*Exercise objective*
An exact reprint of every record below is required, with the pictures left out.

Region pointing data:
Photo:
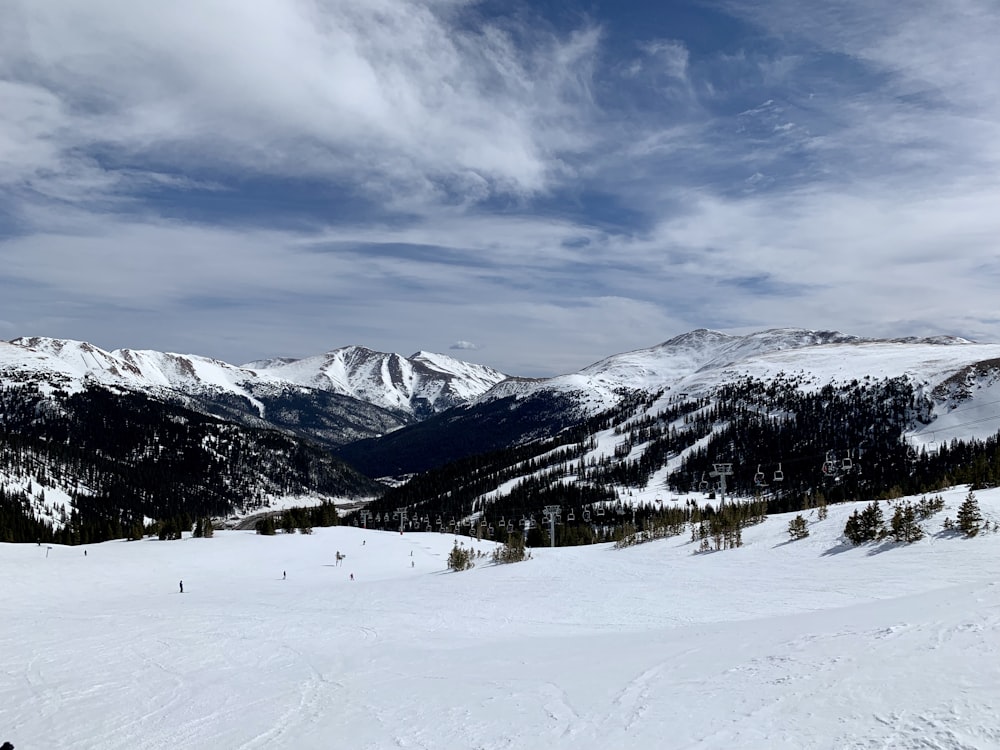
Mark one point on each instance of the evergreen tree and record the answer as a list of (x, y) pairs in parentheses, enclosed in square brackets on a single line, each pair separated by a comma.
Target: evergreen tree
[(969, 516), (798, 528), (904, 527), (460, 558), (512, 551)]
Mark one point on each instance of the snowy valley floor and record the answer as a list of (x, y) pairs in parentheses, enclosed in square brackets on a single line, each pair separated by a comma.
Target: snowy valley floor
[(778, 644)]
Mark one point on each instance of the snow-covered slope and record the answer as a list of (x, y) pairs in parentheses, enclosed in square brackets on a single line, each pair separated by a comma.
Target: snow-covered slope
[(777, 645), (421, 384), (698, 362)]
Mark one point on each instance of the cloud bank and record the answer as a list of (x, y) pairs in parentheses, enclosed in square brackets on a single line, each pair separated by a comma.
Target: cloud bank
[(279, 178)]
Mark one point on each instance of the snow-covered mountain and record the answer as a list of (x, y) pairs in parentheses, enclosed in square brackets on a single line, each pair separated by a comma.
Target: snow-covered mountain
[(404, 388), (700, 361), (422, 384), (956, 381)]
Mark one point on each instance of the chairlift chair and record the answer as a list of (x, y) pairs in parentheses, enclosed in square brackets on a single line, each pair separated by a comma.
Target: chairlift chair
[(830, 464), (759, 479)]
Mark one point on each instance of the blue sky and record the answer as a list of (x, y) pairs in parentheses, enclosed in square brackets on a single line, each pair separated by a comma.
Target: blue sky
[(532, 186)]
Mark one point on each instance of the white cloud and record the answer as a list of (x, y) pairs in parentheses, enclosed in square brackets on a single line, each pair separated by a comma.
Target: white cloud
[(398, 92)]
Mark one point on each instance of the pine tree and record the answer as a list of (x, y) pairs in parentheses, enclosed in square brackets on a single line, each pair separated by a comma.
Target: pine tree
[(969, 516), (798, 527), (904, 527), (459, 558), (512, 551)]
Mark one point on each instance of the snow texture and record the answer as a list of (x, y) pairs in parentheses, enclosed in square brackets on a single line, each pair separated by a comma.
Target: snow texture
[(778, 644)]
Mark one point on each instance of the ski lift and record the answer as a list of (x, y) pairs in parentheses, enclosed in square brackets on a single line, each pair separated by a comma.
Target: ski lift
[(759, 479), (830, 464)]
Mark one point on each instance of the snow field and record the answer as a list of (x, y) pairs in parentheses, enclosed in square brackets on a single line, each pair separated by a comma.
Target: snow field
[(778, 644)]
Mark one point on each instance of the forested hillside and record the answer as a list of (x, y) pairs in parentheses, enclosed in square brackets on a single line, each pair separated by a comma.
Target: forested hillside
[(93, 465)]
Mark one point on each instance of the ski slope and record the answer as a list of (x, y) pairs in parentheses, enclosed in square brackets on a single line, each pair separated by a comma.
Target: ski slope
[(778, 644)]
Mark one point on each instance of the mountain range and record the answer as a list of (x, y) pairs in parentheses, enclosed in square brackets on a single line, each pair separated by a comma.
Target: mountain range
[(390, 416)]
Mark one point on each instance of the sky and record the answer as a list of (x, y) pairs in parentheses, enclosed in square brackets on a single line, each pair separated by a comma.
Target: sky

*Exercise answer*
Photo:
Mark one point on each instance of the evergreen tree and record the answer as a list of (x, y) pairs in parentheses, enclosed in square brackets on a single line, each pair separated by a comma.
Target: evergreen tree
[(969, 516), (798, 528), (904, 527), (460, 558), (512, 551)]
Mark one point on each instance of the snowy valley floor and record the answer as a list of (x, y) pairs in parentheses, enclosed in square brackets on a single line, each pair separated by a comma.
Target: snowy valley floor
[(778, 644)]
Mark one point on each instance of the snow-covered slope and record the answer as a list of (x, y) pairs in parentheses, enclosed in square brackets on a single line, each pair separated by a comma.
Target: snow-covered slope
[(777, 645), (421, 384), (698, 362)]
Mark one point on each instance of the cloud bank and record the answer as a list of (x, y) pairs in parentheses, enclosed in square brackets on a single line, each pair separated by a comma.
Target: cloud bank
[(279, 178)]
Mark one point on each instance of the snow-covered mountain and record the answer as a list of (x, y) pairs in parentheses, enclosed in square brackets on a single line, each pair separated by a comma.
Target: snow-covered mountain
[(404, 388), (700, 361), (422, 384), (956, 381)]
Mark one point on each instance of the chairlift chair and record the answer as a list of (x, y) pairs in parentheses, enclosed in square brackets on a single line, each pair separated by a comma.
Target: chairlift chair
[(830, 464), (759, 479)]
Mark one point on each instance of the blue sky and record the answer as a list of (x, y) pairs in parentheses, enclosed in square brackets on a single line, each pair separated by a comma.
Target: blue sky
[(532, 186)]
Mark one point on each instance of the white cloud and record the answer as a list of (x, y) pairs in parentheses, enclosed in square brackets on a single line, each pair separated by a comma.
Target: white cloud
[(398, 92)]
Mark one point on each instance of the pine tree and record the answer as a list of (x, y) pairs in parentheses, enclosed in square brackets on a single line, each pair separated by a comma.
Target: pine tree
[(969, 516), (798, 527), (904, 527), (459, 558), (512, 551)]
Mark one point on each instance of the snow texture and record the answer as a list of (x, y) pairs in parentheses, enclosed in square brackets on a single line, each pair separated by a comma.
Target: snow texture
[(778, 644)]
Mark one point on each instance of the ski lift and record the answer as a list of (x, y) pairs in parentheses, enclosed in square brackets on a single line, each pair separated by a comma.
Target: ski lift
[(759, 479), (830, 464)]
Mark one point on each instance of the snow field and record the answer as a list of (x, y) pairs in parentheses, enclosed in square brackets on a single line, each pair separated by a comma.
Target: snow field
[(778, 644)]
Mark one point on each instance of the forested hillside and record the answer as a list of (x, y) pairs in parentheses, enclosed in square brackets on a single line, each pair separated by a comma.
Target: forested hillside
[(93, 465)]
Mark one point on each instance of the ski slope and record the answer as a list of (x, y) pairs in parentheses, enclosed in square brackets on a single line, each pair separated by a comma.
Target: ski slope
[(778, 644)]
Mark one point on each instance of the mountain range and record the answer as a list of (x, y) pairs in parentheses, enclosed in square brackets on a single line, each pair separated by a comma.
Target: mountain range
[(390, 416)]
Mark one point on each instance of the sky and record the answer as a list of (x, y) pairs in parentheses, enclosed in square brackets on a single line, each pair separated by a comma.
Target: sky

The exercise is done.